Başbuğ, Bediüzzaman’ı teyit etti
Milli Eğitim eski Müdürü Tahir Ünverdi ile yaptığımız röportaj…
Nurettin Huyut-RisaleHaber
Milli Eğitim eski Müdürü Tahir Ünverdi?
1951 yılında Mardin’in Nusaybin ilçesinde doğdum. İlköğretimimi Nusaybin Ortaokulunda, lise tahsilimi Diyarbakır lisesinde bitirdim. Daha sonra Gazi Üniversitesinde Eğitim Enstitüsü Bölümünden mezun oldum. Nusaybin’de altı sene Milli Eğitim Şube Müdürlüğü yaptım. Daha sonra il Milli Eğitim Müdürlüğüne geçtim. Ardından Şanlıurfa Harran Üniversitesinde daire başkanlığı yaptım. Rektörlük koordinatörlüğü gibi görevlerde bulundum. Şu an emekliyim. Evliyim ve sekiz çocuğum var.
Risale-i Nurları ne zaman tanıdınız?
Ortaokulu bitirdikten sonra, 1967 senesinde Nusaybin’de tanıdım. O zamandan bu güne dek bu hizmetin içindeyiz. Cenâb-ı Hak çok şükür ki layık etmiş. Bu hizmetle iftihar ediyoruz.
O zamandan bu güne neredeyse kırk sene geçmiş…
Risale-i Nur bir tecdit hareketidir. Ayrıca yirminci asrın ve yirminci asırdan sonra gelecek olan, Müslümanlara, sonra bütün insanlığa, İslamiyet’i yeni bir tarz, yeni bir anlayışla, asrın anlayışına uygun manada izah eden en harika bir Kuran tefsiridir. Risale-i Nur hizmeti insanların imanını kurtarmaya yönelik bir hizmettir.
Cenâb-ı Hak her yüzyıl başında bu dini tecdit edecek bir müceddid göndereceğini buyurmuştur. Peygamber Efendimiz bir Hadis-i Şeriflerinde: “Cenâb-ı Hak her asırda, bu dini tecdit eden, (Yani İslamiyet’i o asrın anlayışına, gelişmelerine, o günkü teknik, sosyal, siyasal ve insanlığı ilgilendiren birçok konuya uygun, o asrın insanlarının ve Müslümanlarının ihtiyacı olan bütün meselelere cevap verecek) bir müceddid gönderir. “Mevlana benim zamanımda gelseydi Risale-i Nur’u; ben onun zamanında gelseydim Mesnevi’yi yazardım. Hizmet Mevlana zamanında Mesnevi tarzındaydı. Şimdiki zamanda Risale-i Nur tarzındadır.”

__Sağlanan Veriler__:

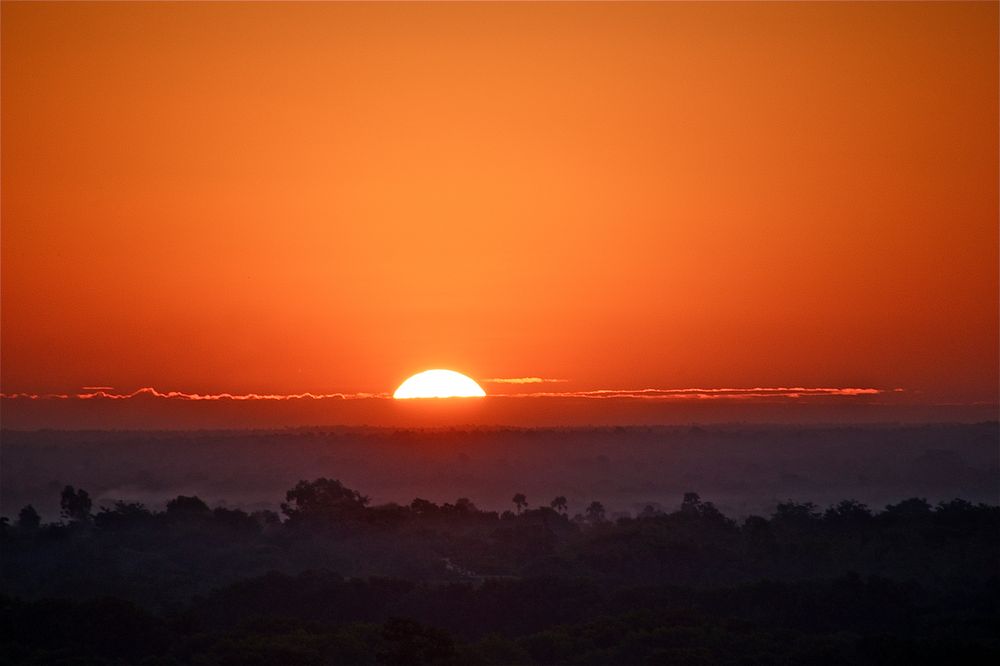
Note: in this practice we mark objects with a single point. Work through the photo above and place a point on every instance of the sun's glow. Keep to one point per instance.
(439, 384)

__Görevler__:
- a) Röportajdan "Ortaokulu bitirdikten sonra, 1967" ile başlayıp "yönelik bir hizmettir." ifadesine kadar devam eden bölümü hiçbir değişiklik yapmadan geri döndürün.
- b) Röportaja göre Tahir Ünverdi, Risale-i Nurları hangi yılda tanımıştır?

__Görev Yanıtları__:
- a)
Ortaokulu bitirdikten sonra, 1967 senesinde Nusaybin’de tanıdım. O zamandan bu güne dek bu hizmetin içindeyiz. Cenâb-ı Hak çok şükür ki layık etmiş. Bu hizmetle iftihar ediyoruz.
O zamandan bu güne neredeyse kırk sene geçmiş…
Risale-i Nur bir tecdit hareketidir. Ayrıca yirminci asrın ve yirminci asırdan sonra gelecek olan, Müslümanlara, sonra bütün insanlığa, İslamiyet’i yeni bir tarz, yeni bir anlayışla, asrın anlayışına uygun manada izah eden en harika bir Kuran tefsiridir. Risale-i Nur hizmeti insanların imanını kurtarmaya yönelik bir hizmettir.

- b) Tahir Ünverdi, Risale-i Nurları 1967 yılında tanımıştır.